(Data extracted from a collection)
*** Block opens ***
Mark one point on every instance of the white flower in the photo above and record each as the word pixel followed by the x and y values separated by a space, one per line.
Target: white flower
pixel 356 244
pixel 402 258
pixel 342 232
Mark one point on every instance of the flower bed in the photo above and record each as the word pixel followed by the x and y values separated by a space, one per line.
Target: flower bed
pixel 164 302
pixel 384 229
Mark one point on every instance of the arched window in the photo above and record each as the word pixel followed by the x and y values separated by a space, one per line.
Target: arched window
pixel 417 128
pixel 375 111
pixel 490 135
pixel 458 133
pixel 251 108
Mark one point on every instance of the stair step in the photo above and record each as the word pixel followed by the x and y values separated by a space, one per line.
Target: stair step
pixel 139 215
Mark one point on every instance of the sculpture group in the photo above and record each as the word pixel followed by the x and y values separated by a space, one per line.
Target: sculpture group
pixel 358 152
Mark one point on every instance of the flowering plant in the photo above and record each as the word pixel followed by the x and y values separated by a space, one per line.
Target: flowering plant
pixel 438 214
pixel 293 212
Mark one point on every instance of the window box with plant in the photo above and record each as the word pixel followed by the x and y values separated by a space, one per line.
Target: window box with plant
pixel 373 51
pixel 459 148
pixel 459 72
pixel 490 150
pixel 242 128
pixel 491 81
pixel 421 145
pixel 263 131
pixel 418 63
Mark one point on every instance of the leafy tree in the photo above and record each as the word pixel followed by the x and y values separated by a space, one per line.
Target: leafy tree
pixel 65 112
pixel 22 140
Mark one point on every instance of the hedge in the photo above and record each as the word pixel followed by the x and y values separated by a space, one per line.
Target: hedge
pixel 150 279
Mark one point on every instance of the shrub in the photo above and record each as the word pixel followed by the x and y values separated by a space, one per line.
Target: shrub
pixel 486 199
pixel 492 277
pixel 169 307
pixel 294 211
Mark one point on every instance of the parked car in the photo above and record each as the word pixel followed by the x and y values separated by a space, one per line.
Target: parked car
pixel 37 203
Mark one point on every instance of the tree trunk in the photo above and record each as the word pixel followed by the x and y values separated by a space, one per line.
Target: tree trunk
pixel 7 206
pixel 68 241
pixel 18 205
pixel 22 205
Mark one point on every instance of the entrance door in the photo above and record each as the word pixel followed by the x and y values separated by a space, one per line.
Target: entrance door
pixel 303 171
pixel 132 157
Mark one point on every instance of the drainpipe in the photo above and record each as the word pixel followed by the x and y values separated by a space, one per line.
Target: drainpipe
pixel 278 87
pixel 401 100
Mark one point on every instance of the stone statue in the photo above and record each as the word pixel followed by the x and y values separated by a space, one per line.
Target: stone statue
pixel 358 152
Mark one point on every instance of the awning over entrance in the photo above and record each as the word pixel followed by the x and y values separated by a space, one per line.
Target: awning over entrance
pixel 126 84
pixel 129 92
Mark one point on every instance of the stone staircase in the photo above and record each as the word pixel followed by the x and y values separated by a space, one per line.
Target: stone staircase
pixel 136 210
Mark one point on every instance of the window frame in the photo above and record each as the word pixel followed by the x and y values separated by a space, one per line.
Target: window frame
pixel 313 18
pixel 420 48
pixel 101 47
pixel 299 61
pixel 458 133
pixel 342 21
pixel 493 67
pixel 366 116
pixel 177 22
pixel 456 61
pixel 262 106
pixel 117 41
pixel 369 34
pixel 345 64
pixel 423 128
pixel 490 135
*** Block closes ***
*** Block opens ***
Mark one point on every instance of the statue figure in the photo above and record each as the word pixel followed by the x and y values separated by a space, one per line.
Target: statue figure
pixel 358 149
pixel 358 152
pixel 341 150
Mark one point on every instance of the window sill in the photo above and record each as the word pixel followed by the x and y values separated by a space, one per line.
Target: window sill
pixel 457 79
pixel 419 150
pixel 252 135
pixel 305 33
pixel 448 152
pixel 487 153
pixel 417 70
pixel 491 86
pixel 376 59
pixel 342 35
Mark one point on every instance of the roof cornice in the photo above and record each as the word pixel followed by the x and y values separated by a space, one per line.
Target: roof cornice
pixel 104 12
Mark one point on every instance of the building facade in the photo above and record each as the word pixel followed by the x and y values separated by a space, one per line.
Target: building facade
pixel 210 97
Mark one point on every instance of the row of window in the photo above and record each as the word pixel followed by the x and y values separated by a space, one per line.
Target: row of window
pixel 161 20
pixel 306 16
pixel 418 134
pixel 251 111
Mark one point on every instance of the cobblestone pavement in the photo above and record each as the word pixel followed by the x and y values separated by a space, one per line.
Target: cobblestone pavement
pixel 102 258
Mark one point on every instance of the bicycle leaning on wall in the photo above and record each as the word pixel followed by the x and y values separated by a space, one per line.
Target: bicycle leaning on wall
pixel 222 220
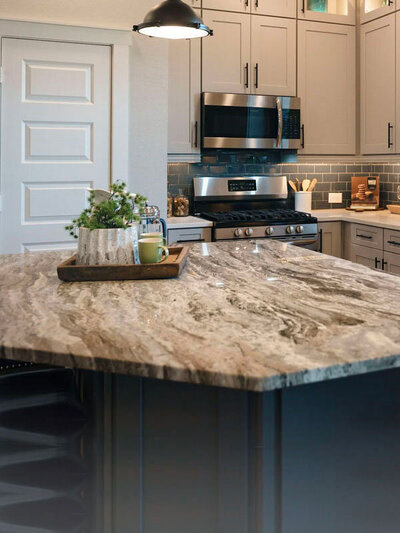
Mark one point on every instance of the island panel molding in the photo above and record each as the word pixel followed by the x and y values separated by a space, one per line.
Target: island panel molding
*** Block closes ***
*** Block opens ***
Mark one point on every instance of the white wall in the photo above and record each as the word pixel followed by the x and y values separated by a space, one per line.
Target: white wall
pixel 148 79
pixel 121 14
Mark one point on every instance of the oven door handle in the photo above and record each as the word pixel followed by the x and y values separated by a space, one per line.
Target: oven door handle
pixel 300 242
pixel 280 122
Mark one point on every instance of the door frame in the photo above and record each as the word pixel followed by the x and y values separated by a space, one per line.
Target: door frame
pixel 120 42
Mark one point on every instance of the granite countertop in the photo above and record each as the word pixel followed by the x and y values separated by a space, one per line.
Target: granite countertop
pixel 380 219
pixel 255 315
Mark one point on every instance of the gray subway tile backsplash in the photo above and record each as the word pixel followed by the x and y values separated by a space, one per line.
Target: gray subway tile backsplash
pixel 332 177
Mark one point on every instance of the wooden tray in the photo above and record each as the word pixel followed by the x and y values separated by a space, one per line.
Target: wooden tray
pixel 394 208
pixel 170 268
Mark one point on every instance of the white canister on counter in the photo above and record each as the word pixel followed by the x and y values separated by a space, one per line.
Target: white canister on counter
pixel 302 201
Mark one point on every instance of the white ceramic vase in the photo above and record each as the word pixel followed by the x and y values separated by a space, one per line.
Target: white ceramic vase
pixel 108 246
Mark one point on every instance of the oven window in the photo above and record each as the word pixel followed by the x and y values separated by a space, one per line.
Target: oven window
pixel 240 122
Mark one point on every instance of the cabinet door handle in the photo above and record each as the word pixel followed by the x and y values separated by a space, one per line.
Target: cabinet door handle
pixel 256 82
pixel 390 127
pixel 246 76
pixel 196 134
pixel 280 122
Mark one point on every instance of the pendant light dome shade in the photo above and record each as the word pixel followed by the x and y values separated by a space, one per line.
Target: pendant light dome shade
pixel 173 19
*** Block closes ***
▶ [Directions for this task]: Throughout the data above, report every line that contains the string "island".

▶ [Your solution]:
Mark one point on every instance of the island panel molding in the photo above and record each as the word pixel followed by the x and y values separated by a space, one per line.
Target: island panel molding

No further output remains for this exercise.